#### [Task to carry out]
Please print exactly the lines running from the one that contains "For each instance of the brown" to the end of the data, with both lines included.

#### [Excerpted records]
* * * * * * * * *

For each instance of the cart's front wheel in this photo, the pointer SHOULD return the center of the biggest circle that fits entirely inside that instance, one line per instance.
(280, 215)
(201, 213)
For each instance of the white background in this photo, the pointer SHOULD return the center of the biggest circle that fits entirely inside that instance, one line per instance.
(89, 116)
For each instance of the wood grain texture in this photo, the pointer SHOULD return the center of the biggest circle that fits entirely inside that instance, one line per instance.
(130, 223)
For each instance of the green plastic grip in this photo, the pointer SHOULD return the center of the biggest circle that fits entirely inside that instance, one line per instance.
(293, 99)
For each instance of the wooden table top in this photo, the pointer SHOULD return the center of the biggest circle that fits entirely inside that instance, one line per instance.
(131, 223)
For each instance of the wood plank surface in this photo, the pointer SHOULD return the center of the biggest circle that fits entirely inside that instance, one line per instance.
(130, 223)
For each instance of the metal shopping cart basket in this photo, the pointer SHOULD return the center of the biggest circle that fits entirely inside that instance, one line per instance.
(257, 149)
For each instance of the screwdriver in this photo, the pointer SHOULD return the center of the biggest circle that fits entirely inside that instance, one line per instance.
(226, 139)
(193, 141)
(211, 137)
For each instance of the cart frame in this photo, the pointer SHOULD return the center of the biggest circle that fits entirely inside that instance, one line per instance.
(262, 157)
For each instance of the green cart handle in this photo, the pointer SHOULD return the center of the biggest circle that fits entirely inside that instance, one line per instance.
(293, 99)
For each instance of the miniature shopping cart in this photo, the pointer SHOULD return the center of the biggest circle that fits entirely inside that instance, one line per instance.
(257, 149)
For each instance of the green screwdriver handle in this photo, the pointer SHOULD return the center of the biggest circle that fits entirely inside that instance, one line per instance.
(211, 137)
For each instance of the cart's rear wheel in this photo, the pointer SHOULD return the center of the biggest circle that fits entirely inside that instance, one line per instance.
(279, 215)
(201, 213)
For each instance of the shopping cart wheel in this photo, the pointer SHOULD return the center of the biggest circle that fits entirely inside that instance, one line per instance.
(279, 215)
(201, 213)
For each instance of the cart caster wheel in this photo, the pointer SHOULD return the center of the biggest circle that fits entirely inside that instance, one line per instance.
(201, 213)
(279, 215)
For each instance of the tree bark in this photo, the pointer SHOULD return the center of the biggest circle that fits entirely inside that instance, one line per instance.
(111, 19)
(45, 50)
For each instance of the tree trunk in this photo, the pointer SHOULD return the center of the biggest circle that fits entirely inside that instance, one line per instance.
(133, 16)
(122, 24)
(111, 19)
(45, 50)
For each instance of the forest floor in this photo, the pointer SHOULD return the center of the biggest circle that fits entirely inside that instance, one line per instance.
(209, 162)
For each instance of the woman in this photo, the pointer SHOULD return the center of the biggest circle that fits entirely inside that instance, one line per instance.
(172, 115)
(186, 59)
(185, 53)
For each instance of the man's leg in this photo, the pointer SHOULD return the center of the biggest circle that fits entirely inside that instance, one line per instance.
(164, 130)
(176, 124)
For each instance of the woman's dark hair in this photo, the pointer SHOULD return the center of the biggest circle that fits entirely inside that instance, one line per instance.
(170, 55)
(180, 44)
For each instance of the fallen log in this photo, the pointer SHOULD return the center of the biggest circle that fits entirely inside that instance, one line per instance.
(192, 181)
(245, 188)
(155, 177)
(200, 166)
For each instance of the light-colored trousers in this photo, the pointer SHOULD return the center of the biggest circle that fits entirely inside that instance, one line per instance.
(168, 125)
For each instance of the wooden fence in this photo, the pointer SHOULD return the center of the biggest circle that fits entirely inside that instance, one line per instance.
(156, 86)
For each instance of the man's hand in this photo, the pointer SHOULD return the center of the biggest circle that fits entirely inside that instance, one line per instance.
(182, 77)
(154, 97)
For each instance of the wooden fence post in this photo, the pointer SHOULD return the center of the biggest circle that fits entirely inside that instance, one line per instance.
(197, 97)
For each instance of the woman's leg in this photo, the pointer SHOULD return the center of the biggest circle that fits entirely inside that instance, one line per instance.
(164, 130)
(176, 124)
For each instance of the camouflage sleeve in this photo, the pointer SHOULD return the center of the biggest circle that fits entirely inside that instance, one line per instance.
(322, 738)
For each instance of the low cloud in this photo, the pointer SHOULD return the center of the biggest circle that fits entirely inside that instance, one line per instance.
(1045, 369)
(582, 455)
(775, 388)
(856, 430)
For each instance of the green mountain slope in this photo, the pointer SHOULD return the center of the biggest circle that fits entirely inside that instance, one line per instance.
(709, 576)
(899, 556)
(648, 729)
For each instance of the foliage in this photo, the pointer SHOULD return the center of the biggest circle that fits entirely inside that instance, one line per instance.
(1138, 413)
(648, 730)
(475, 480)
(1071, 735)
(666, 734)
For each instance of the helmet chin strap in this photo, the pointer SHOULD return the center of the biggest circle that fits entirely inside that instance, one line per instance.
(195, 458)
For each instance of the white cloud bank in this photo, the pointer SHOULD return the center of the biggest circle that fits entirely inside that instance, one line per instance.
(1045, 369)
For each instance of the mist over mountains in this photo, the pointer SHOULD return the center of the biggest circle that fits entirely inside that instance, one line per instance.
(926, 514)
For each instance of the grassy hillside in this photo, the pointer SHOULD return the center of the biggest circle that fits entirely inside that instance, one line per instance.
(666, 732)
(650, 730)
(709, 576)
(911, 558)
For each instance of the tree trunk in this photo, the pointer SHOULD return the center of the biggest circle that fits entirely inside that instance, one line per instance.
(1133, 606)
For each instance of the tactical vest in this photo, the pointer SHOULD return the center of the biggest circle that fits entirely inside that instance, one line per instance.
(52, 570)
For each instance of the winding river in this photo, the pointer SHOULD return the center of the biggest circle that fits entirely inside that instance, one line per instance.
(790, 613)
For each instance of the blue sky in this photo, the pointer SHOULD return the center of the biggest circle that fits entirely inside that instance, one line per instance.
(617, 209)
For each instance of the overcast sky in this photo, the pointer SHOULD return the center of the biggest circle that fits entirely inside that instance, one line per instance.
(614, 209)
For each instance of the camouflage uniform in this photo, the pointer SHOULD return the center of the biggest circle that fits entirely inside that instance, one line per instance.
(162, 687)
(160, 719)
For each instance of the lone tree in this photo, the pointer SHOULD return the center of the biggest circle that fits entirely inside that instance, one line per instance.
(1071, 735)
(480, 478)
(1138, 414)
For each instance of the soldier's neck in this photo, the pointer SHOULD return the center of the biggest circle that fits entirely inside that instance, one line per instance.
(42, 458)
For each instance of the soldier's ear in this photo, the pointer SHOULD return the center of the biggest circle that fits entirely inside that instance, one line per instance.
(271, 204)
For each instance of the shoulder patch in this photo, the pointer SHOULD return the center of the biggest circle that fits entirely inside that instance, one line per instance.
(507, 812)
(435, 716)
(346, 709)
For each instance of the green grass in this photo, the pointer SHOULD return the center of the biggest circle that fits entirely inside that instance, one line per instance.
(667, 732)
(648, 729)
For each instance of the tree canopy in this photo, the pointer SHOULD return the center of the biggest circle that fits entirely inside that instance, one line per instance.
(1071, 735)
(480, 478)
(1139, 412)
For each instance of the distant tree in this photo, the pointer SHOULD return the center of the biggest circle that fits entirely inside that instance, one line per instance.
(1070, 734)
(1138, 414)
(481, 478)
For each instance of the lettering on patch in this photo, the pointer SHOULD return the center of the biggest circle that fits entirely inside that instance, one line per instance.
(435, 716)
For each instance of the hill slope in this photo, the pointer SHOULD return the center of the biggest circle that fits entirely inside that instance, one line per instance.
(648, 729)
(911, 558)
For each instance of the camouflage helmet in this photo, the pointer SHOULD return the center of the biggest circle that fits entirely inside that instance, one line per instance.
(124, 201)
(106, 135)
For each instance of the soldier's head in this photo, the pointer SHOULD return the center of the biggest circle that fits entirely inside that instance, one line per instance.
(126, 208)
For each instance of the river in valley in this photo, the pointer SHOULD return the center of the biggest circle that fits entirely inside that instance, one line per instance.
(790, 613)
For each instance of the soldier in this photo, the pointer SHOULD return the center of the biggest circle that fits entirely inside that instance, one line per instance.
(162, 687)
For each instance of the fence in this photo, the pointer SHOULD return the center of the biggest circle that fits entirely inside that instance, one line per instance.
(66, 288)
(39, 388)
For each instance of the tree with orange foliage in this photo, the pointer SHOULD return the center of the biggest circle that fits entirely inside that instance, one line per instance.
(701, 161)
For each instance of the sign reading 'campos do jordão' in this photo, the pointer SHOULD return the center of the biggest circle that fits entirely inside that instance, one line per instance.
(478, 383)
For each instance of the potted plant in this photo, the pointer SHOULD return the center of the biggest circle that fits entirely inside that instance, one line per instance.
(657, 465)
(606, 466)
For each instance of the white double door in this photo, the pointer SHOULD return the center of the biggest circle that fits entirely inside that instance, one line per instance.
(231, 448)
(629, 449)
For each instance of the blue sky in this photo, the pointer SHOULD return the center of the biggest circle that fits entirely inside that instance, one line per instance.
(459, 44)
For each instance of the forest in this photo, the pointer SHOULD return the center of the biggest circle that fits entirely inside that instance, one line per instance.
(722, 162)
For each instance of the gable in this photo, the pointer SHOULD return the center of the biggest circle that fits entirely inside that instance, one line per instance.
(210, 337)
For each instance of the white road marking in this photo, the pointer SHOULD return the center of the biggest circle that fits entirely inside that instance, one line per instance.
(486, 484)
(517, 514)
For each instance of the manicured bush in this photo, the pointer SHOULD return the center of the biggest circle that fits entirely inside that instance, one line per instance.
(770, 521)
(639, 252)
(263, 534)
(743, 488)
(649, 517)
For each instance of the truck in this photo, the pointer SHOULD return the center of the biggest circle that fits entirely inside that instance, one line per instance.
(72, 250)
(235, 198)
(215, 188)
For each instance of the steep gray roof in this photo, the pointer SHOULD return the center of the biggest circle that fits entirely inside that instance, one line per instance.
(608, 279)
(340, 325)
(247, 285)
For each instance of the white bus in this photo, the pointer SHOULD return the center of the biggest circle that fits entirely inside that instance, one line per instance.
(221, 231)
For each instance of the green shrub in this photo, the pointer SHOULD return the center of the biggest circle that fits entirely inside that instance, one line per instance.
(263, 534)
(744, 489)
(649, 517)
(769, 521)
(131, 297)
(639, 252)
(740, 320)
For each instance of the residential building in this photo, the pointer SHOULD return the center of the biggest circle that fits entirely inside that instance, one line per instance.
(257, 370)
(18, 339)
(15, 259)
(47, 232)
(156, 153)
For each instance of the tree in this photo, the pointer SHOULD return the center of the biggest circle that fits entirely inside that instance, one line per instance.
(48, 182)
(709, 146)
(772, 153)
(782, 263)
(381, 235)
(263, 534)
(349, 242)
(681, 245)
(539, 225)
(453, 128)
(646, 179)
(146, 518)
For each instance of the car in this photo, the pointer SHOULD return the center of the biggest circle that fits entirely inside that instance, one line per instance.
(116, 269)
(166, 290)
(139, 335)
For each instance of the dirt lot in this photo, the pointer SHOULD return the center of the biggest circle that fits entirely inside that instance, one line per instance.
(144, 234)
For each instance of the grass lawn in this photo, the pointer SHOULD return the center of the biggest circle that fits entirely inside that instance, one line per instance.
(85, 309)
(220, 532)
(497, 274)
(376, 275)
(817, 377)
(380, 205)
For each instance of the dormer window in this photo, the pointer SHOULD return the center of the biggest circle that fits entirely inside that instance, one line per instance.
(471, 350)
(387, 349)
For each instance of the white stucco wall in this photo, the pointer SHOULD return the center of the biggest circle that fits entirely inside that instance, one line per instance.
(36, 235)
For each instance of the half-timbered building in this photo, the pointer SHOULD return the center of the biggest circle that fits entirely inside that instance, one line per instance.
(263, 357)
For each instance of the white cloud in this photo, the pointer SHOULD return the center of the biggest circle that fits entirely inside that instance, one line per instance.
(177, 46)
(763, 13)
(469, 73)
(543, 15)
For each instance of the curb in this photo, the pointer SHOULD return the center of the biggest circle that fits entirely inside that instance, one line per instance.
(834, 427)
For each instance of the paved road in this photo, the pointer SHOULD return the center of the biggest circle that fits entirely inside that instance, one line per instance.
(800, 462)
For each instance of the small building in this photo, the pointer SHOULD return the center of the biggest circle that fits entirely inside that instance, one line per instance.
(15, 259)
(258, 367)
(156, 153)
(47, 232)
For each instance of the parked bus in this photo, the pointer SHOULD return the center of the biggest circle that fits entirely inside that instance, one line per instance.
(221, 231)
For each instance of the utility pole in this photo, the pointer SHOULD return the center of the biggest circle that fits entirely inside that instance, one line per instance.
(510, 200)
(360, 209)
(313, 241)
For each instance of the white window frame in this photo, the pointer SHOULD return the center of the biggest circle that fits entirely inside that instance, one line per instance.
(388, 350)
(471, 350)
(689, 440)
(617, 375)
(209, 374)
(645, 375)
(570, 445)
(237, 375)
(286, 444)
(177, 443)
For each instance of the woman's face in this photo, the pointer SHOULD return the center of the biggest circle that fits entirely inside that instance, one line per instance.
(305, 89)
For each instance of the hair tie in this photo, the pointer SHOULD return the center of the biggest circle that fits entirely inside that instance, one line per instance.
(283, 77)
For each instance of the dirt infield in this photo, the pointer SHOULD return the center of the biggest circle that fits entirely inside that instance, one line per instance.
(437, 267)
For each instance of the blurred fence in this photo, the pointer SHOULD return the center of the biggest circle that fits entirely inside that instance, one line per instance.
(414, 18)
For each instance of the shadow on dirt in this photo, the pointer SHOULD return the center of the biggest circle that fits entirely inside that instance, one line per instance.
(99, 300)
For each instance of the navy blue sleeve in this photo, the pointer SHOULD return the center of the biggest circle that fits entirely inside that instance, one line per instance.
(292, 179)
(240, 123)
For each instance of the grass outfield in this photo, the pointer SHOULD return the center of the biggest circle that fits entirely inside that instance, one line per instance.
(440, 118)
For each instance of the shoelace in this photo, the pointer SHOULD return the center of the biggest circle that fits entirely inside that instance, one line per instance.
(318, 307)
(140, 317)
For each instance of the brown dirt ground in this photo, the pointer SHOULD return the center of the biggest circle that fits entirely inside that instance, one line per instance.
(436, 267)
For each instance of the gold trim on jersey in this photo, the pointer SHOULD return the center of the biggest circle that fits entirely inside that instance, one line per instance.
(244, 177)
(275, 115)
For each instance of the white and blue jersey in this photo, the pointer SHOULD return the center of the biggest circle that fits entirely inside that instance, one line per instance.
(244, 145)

* * * * * * * * *

#### [Result of the exercise]
For each instance of the brown dirt ground in this photo, the pointer SHOULD return the center of the biggest circle that fits entirely inside that instance, one line per instance.
(436, 267)
For each instance of the gold trim on jersey in this photo, the pointer SHOULD return the center of the biggest circle that fits entirely inside that instance, one line per instance.
(244, 177)
(275, 115)
For each instance of the white and blue jersey in this photo, the pointer SHOULD return the center of the biggest circle that fits entirely inside that instance, one line per instance.
(244, 145)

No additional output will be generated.